▶ _Stated goal_:
Show each line below that contains the word "white".

▶ _Extracted entries_:
----------------------------------------

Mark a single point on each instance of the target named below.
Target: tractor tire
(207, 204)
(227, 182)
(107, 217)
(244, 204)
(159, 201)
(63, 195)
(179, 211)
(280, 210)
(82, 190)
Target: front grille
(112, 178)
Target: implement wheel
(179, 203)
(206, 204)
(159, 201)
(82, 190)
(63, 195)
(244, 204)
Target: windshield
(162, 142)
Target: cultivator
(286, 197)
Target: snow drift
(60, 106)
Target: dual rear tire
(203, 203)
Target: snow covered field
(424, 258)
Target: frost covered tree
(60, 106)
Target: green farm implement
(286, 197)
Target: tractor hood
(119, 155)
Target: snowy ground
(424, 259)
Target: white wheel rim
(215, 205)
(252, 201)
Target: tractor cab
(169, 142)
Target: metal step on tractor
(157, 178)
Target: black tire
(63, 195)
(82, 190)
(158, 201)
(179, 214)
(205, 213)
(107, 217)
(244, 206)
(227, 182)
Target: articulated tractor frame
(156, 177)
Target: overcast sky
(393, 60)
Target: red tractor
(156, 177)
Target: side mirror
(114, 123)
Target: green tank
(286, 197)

----------------------------------------

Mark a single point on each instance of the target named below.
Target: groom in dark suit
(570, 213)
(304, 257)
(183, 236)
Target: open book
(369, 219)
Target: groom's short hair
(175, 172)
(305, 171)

----------------------------------------

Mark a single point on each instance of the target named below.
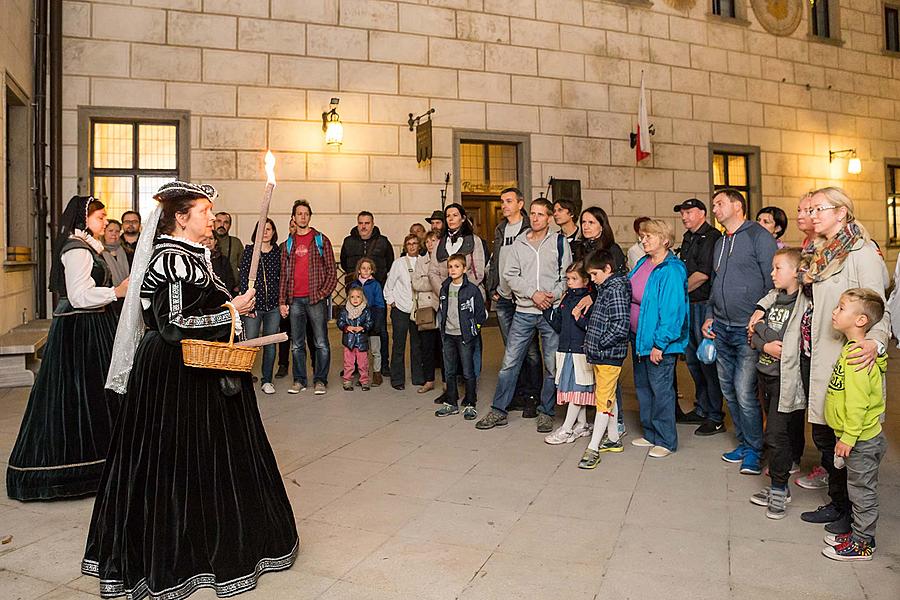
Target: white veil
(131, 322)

----------------------------------------

▶ _Written answer_:
Target: white wheel rim
Target: white veil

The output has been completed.